COSA FARAI: Aggiorna tutte le voci seguenti: riscrivile sostituendo "that would help" con "that would be appreciated" e lasciando invariato tutto il resto.
--- DATI MOSTRATI ---
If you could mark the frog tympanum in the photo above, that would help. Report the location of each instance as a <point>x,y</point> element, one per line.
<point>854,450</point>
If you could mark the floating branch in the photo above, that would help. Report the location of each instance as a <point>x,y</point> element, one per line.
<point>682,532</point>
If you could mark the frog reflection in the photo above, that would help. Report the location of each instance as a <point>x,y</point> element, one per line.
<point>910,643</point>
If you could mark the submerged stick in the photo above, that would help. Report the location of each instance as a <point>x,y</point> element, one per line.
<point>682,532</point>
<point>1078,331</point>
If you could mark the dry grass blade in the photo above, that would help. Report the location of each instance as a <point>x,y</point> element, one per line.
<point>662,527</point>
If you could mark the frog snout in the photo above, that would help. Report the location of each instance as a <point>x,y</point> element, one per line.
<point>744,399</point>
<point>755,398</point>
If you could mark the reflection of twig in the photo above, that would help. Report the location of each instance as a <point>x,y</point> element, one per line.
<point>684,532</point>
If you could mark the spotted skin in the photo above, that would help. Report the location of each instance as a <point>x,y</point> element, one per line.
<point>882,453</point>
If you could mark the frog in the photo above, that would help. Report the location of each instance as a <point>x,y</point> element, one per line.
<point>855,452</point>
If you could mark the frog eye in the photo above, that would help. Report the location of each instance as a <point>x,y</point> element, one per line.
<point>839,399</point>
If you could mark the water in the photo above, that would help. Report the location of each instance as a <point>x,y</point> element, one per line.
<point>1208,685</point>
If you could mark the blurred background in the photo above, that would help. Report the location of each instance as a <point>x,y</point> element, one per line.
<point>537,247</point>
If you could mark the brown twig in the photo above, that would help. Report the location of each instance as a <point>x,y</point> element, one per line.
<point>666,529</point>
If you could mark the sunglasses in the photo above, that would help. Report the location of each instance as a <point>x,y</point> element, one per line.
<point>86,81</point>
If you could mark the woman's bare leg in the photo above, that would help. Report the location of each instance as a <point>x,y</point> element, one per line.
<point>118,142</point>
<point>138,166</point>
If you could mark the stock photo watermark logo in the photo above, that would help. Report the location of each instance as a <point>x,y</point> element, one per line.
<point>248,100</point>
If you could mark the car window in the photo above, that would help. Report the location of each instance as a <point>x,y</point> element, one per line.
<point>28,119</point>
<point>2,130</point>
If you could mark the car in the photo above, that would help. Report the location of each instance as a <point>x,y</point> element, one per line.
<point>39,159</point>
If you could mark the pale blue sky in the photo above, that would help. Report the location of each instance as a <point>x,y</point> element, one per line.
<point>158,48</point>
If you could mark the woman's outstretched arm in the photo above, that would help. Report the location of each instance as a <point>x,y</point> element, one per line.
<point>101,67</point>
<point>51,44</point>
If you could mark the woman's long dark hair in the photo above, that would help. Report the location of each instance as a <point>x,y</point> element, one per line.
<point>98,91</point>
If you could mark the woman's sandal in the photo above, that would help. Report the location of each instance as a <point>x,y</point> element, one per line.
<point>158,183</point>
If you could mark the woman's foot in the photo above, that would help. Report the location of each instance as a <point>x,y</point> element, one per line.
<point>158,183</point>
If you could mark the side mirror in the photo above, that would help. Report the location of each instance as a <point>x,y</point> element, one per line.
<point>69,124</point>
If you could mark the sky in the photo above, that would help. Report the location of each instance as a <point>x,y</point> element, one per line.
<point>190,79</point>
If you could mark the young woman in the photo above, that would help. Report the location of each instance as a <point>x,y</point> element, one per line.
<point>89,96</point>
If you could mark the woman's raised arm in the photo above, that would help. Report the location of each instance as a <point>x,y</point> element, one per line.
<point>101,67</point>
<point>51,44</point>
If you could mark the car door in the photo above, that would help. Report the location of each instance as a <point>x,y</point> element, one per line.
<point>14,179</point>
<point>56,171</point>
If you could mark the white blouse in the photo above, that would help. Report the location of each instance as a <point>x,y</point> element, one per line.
---
COMPITO SVOLTO:
If you could mark the frog tympanum in the photo above, that would be appreciated. Report the location of each instance as a <point>x,y</point> element, one per line.
<point>854,450</point>
If you could mark the floating branch in the photo above, that would be appreciated. Report the location of each instance as a <point>x,y</point> element, one per line.
<point>682,532</point>
If you could mark the frog reflection in the photo above, that would be appreciated. Report the location of each instance as a <point>x,y</point> element, one per line.
<point>910,643</point>
If you could mark the submerged stick in the photo above, that would be appreciated. Report the location of each instance as a <point>x,y</point> element, one per line.
<point>682,532</point>
<point>1078,331</point>
If you could mark the dry grass blade in the photo above, that would be appreciated. Report the location of each instance as a <point>x,y</point> element, one per line.
<point>662,527</point>
If you could mark the frog snout in the photo above, that would be appreciated. Report the location of each instance as a <point>x,y</point> element, one per line.
<point>744,399</point>
<point>755,398</point>
If you could mark the reflection of twig in the photo above, that would be appreciated. Report the location of each instance as a <point>x,y</point> element, one per line.
<point>684,532</point>
If you could mark the spotted skin in the photo above, that would be appreciated. Report the location of each instance as a <point>x,y</point> element, one per line.
<point>882,453</point>
If you could mark the frog in the photo above, that would be appreciated. Report the location of each instance as a <point>x,y</point> element, one per line.
<point>855,452</point>
If you could mark the frog eye in the photo above, that would be appreciated. Report the location of each instance as a <point>x,y</point> element, one per line.
<point>839,399</point>
If you could mark the water in the photo above, that would be appreciated. Report the location of each instance as a <point>x,y</point> element, one per line.
<point>1208,685</point>
If you could mark the blurred background in the photo above, that would be appreciated. Report the location of each instance as a <point>x,y</point> element, one per line.
<point>537,247</point>
If you could mark the brown twig in the photo above, that would be appreciated. Report the location of each instance as a <point>x,y</point> element, one per line.
<point>666,529</point>
If you could mark the sunglasses in the photo above, that would be appreciated. Report the location of each instance as a <point>x,y</point> element, one per line.
<point>86,81</point>
If you could mark the woman's bare leg in the photo above, that would be appreciated. Report the location of each instance as a <point>x,y</point> element, one per line.
<point>118,142</point>
<point>138,166</point>
If you could mark the stock photo watermark logo in the photo above, that would be appreciated. Report the location of each instance as a <point>x,y</point> element, one per line.
<point>248,100</point>
If you could mark the car window in the photo above, that would be appreciated. Report the location of each instance as a <point>x,y</point> element, one per line.
<point>28,119</point>
<point>2,130</point>
If you could mark the car in the photo above, that would be appreciated. Report the location of each instance as a <point>x,y</point> element, one per line.
<point>39,159</point>
If you could mark the pale blue sky in the photo above, that would be appreciated. Report the location of each instance as a <point>x,y</point> element, one per line.
<point>158,48</point>
If you could mark the woman's outstretched arm in the photo above, that would be appreciated. Report the location of each instance as a <point>x,y</point> element, one per line.
<point>101,67</point>
<point>51,44</point>
If you could mark the woman's long dark hair in the photo above, that would be appreciated. Report the location of each instance as a <point>x,y</point> element, one per line.
<point>98,91</point>
If you could mark the woman's sandal in the photo above, that would be appreciated. Report the location of each instance as a <point>x,y</point> element, one per line.
<point>158,183</point>
If you could mark the woman's foot in the photo above, that would be appreciated. Report the location of each instance as a <point>x,y</point> element, one per line.
<point>158,183</point>
If you could mark the side mirror in the photo above, that would be appreciated. Report the location of each instance as a <point>x,y</point> element, one per line.
<point>69,124</point>
If you could mark the sky in the photo above, that would be appreciated. Report the location of each instance as a <point>x,y</point> element, one per line.
<point>190,79</point>
If you could mark the young woman in the photo above, that would be appreciated. Report the location of each instance as a <point>x,y</point> element, one per line.
<point>89,96</point>
If you could mark the woman's raised arm in the photo above, that would be appreciated. Report the location of each instance as a <point>x,y</point> element, one per line.
<point>101,67</point>
<point>51,44</point>
If you could mark the car door in the photo above, that would be appreciated. Report the location of each instance as a <point>x,y</point> element, one per line.
<point>14,179</point>
<point>56,171</point>
If you could mark the white blouse in the photo above, that would be appreciated. Report the location of each instance as a <point>x,y</point> element, one per line.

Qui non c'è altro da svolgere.